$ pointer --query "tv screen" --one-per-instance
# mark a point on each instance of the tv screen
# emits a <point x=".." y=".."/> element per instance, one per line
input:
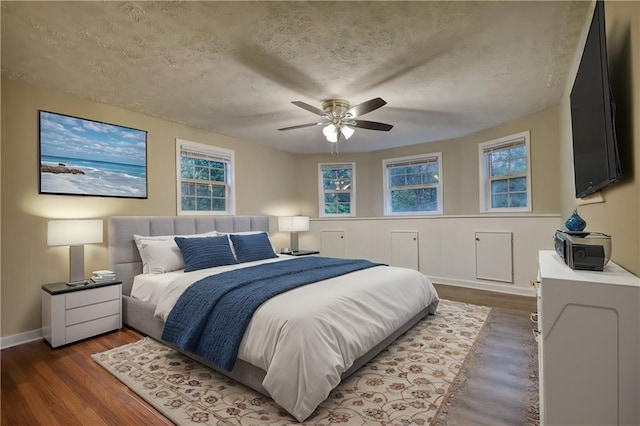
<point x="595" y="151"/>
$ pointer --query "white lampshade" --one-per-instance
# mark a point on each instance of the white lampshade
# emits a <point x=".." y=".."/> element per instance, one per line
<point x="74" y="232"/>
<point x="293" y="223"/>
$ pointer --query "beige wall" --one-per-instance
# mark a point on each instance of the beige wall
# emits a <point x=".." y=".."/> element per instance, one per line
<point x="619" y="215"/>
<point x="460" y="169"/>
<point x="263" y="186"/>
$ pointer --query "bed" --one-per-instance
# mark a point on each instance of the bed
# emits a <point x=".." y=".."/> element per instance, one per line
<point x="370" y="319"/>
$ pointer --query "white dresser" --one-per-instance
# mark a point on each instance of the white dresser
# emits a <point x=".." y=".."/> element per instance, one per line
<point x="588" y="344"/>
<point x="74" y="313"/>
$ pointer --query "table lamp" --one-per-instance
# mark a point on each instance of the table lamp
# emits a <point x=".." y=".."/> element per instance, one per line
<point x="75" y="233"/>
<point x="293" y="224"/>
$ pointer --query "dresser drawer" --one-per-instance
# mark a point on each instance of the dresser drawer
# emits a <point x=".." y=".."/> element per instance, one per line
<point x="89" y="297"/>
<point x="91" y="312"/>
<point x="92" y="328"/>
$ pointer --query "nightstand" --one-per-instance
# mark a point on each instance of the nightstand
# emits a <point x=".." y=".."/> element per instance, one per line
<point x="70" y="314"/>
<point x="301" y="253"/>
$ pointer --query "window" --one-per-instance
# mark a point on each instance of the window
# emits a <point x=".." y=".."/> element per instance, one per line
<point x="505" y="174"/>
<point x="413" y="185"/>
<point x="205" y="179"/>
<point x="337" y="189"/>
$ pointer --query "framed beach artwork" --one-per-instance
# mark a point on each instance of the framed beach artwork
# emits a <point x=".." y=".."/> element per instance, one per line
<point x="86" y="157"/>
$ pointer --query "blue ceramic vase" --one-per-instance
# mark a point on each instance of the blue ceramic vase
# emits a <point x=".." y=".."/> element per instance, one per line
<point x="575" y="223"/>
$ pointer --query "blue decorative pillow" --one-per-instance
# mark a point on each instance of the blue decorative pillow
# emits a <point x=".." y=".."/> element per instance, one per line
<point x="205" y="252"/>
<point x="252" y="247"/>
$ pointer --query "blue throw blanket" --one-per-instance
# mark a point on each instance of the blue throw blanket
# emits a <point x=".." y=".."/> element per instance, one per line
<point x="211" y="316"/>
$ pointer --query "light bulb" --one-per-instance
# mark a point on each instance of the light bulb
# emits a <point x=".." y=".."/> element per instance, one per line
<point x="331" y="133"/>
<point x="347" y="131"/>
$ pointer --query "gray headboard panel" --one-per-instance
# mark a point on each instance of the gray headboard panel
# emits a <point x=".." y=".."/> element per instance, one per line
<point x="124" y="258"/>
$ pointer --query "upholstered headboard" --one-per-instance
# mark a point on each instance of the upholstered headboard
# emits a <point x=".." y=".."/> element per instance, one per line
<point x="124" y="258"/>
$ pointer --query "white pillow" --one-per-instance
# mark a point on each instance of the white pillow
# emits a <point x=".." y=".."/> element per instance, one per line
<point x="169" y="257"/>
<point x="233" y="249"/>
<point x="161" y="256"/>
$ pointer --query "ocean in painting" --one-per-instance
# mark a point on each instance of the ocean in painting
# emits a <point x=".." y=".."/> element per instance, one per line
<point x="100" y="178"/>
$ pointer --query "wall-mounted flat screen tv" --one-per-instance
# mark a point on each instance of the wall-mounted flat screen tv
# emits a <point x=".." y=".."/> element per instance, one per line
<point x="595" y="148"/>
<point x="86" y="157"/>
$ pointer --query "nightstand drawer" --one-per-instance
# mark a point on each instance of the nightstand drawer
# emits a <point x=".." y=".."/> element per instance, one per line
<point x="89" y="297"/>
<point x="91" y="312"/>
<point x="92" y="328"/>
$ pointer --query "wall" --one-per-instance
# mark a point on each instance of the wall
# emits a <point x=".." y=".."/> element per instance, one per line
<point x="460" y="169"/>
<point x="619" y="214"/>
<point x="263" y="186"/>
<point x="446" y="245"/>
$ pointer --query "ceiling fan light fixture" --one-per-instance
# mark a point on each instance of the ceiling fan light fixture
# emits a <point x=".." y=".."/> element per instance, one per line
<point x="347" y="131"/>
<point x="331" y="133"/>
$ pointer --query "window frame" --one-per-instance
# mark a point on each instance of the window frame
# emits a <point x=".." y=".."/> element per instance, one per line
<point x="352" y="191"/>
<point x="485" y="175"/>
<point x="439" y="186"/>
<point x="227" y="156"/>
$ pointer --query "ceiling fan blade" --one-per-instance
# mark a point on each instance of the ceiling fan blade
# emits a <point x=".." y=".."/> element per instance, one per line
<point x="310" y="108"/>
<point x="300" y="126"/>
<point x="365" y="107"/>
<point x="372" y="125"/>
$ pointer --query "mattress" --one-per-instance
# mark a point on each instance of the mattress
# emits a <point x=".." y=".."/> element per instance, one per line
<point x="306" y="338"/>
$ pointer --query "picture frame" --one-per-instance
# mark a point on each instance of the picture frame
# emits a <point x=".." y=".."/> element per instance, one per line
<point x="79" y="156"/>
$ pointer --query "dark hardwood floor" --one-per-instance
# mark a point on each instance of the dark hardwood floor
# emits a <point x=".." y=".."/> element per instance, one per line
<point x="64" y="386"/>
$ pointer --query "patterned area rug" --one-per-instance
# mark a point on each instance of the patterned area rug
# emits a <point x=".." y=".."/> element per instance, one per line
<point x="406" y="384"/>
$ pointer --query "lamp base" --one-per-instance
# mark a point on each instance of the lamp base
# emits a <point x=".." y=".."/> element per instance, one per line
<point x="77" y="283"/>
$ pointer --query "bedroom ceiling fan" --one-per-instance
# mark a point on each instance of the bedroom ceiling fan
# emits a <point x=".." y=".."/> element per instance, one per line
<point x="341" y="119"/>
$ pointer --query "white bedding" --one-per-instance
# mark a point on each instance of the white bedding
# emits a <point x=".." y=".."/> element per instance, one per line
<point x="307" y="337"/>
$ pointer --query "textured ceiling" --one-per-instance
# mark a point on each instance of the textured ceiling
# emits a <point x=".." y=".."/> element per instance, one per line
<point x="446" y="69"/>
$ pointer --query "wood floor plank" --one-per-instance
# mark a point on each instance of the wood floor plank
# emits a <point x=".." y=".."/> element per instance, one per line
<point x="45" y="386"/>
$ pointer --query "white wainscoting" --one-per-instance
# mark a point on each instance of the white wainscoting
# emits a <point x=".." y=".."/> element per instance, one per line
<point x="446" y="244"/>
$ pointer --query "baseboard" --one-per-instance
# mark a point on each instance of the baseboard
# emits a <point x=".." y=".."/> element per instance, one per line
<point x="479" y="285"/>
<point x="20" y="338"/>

---

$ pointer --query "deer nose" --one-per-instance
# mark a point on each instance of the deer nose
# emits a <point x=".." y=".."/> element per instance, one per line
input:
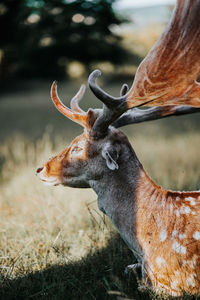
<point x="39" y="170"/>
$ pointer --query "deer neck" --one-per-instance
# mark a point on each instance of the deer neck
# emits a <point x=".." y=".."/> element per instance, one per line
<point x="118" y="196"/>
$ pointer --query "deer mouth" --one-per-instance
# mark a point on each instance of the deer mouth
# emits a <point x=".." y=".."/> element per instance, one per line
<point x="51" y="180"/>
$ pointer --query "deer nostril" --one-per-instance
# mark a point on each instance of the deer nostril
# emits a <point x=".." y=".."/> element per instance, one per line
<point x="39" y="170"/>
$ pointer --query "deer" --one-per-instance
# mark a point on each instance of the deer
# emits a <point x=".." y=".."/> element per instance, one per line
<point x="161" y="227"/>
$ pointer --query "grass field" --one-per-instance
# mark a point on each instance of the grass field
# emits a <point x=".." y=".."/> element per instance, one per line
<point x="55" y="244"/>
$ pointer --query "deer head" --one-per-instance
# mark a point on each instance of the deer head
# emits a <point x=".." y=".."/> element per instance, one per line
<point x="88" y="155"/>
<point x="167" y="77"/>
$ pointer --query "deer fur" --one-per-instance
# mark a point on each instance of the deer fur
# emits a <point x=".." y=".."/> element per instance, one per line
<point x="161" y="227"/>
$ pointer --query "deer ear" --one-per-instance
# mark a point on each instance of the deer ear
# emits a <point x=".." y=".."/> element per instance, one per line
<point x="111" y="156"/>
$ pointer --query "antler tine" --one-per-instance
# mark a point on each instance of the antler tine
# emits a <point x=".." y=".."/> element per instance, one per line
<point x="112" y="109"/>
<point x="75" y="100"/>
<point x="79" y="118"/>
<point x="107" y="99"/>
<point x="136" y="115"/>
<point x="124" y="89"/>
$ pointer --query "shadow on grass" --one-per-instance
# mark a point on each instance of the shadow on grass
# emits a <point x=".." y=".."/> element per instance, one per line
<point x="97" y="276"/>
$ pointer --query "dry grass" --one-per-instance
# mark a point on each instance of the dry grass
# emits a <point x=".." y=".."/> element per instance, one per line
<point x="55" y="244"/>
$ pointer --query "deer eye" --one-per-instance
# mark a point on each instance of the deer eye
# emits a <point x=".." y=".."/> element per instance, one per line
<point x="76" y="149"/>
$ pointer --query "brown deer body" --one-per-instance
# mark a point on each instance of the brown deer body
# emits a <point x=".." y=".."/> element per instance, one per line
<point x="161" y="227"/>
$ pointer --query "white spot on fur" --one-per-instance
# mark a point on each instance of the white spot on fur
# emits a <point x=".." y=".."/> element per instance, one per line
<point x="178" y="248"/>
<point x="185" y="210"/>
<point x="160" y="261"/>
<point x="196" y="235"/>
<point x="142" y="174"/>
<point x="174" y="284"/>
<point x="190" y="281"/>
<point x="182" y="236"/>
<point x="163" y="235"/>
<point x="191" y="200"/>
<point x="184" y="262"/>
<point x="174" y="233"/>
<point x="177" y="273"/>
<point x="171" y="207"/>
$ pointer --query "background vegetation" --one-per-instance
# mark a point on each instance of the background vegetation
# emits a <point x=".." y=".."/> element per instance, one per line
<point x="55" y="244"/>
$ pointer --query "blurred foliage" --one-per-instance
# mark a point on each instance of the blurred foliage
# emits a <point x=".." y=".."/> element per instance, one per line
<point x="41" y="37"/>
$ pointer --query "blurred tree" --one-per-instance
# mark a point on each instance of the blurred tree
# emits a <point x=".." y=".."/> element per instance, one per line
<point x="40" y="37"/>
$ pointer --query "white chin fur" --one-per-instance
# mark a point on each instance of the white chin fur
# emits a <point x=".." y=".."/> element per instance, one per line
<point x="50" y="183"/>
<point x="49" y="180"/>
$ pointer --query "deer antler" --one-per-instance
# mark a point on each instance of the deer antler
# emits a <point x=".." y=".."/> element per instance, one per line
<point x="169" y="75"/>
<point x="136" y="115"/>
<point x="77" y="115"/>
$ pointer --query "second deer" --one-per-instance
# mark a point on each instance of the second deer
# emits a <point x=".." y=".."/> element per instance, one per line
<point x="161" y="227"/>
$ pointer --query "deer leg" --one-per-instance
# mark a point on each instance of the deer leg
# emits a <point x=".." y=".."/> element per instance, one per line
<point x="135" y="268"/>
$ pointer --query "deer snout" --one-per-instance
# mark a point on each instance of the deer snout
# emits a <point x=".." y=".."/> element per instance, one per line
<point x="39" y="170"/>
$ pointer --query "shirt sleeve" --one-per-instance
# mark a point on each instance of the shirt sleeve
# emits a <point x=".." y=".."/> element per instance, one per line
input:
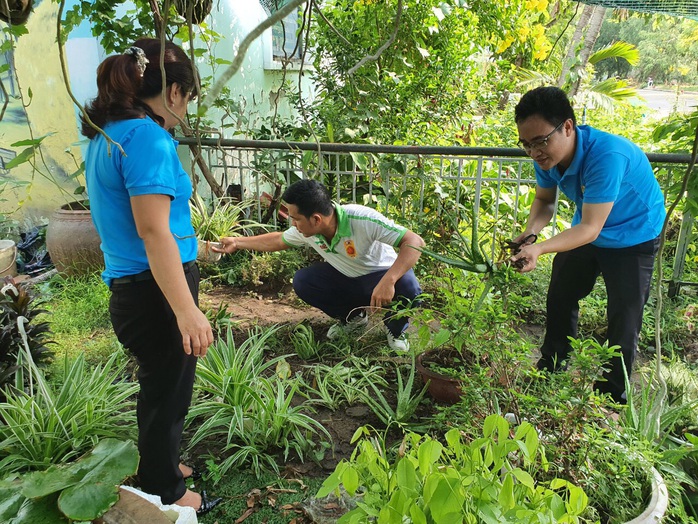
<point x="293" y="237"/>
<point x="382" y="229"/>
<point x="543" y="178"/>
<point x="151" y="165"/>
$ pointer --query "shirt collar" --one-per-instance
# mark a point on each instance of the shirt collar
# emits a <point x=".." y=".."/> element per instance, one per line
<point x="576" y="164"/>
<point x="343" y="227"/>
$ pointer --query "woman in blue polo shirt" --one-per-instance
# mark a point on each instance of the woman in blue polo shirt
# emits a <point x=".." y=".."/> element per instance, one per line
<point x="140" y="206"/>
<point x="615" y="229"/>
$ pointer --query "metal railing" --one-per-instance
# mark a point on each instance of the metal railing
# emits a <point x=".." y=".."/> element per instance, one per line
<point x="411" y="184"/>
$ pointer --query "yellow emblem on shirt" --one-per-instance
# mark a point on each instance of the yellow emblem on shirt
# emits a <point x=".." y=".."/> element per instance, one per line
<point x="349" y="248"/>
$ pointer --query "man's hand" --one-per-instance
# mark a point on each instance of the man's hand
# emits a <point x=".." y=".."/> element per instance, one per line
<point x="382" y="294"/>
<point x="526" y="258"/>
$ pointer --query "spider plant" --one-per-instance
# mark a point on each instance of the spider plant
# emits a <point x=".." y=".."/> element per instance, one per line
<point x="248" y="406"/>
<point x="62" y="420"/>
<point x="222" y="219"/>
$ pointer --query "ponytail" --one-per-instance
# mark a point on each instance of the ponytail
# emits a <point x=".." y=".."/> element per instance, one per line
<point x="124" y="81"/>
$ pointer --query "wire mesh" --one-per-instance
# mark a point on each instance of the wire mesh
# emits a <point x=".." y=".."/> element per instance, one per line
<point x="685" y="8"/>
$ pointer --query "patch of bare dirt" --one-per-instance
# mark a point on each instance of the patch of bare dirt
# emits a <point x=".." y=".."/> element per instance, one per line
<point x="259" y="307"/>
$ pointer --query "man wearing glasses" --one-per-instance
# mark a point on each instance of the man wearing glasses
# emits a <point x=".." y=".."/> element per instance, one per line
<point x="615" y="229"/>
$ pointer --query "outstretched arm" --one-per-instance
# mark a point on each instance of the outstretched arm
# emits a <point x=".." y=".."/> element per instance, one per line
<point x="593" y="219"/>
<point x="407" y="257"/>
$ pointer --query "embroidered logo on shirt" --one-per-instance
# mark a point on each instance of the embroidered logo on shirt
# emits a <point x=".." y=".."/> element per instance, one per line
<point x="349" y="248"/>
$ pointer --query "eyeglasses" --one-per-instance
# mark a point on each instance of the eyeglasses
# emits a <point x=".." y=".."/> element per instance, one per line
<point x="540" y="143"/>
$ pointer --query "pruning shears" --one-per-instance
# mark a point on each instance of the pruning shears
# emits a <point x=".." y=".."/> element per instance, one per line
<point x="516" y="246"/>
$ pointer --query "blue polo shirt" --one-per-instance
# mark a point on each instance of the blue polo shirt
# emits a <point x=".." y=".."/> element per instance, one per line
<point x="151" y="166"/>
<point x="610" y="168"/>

▸ About this exercise:
Within the material above, find the lines that contain the word "yellow"; copy them.

▸ Your response:
$ pointer --query "yellow emblem on shirt" --one-per-instance
# mark a point on each instance of the yellow emblem on shirt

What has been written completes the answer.